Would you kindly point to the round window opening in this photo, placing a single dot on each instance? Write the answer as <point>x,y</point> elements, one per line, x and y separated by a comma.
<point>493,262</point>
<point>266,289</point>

...

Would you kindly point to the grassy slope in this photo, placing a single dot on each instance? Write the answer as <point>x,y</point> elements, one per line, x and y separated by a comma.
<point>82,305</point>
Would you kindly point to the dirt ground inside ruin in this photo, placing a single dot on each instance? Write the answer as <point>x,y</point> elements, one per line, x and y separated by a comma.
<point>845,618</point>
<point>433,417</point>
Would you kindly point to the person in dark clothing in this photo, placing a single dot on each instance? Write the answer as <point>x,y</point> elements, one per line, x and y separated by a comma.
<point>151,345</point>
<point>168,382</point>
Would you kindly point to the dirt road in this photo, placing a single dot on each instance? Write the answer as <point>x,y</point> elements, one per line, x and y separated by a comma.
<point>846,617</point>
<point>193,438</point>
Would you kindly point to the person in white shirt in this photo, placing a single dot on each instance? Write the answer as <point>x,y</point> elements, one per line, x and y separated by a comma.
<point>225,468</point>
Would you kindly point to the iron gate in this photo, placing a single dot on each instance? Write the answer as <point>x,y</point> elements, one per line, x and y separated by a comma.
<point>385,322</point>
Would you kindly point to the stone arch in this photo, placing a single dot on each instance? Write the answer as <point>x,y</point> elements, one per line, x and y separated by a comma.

WHAT YOU ARE ASKED TO DO: Taking the material above, extract exactly and only the lines from the line with "Would you kindly point to the iron" to the line with "Would you kindly point to the stone", inclusive of both.

WRITTEN SOLUTION:
Would you kindly point to the iron gate in this photo, placing a single dot on each instance? Write the answer as <point>x,y</point> elements, one per line, x and y separated by a comma.
<point>385,322</point>
Would you kindly point to the stone arch in this photo, placing a single dot on each instance? Write the answer as <point>x,y</point> elements, one per line, x and y separated by a comma.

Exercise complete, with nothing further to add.